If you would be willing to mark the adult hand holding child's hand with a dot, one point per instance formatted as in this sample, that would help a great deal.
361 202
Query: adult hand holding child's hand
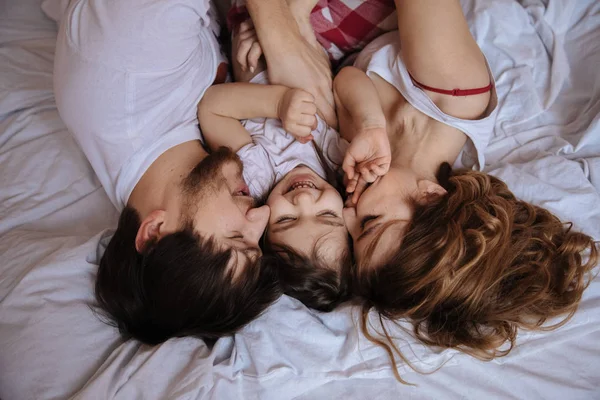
368 157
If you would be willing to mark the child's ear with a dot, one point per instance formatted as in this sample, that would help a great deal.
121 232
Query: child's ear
429 191
149 229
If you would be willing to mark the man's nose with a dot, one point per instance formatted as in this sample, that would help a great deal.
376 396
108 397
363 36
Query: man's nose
257 222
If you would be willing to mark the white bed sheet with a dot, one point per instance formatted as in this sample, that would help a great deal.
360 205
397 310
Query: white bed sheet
545 55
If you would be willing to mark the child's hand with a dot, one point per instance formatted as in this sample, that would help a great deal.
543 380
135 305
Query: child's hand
247 48
297 112
368 157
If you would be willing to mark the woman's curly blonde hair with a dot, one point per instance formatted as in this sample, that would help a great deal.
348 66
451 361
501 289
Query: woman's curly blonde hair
475 266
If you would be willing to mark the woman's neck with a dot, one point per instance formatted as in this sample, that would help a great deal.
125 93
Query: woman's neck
422 149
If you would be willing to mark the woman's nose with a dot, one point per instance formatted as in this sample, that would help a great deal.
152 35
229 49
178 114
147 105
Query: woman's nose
257 222
349 214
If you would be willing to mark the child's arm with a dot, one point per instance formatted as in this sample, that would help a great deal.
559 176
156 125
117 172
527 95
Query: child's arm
224 105
363 124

════

• Task prompt: Switch "white bed sheet" to "pale bed sheet" throughout the listing above and write out the whole listing again with nothing else changed. Leave the pictures out.

• Written response:
If you would be willing to mark the adult hand holding child's hand with a dot, one point per instance formatted as in this sample, that would help a great deal.
361 202
Query: adult hand holding child's hand
368 157
If you would be willing to mark the child's ear with a dot, one point per instance formatted as in this sample, that would help a great deal.
121 232
Query: child's ear
429 191
149 229
If you would be willing to mark the man's nose with a dot, one point per instance formatted as in this sample, that would help a great deal.
376 396
108 397
363 36
Query: man's nose
257 222
If you would be willing to mark the pale bed sheet with a dot, one point per instance formatted as in this sample, that would help a great deal.
360 205
397 310
Query: pale bed sheet
545 55
If you would be willing to mark the child's hand with a dot, one point per instance formatted as in this sample, that would help a great deal.
543 380
135 305
Query: child's hand
247 48
297 112
368 157
If you would be willing to mark the woman's curly blonde hair with a dot, one point per instance formatted as in this sample, that would help a great deal.
348 66
451 361
501 289
Query: woman's curly blonde hair
475 266
If you would be willing to mark the woman's neck with a dot, one point per instance formatted as in this sample, that would help a great deal.
125 93
Query: woman's neck
422 149
If you would be willing to mark the woman's nose with a dot, one point per instance formatted as in this sample, that would help a great deal.
152 35
229 49
178 114
147 105
Query: woman's nose
257 222
349 214
If you would be willing to mark the child's arm with a dot, one point per instance formatted as in this sample, that would help a great deal.
559 176
156 125
117 172
527 95
Query: child's arm
224 105
363 124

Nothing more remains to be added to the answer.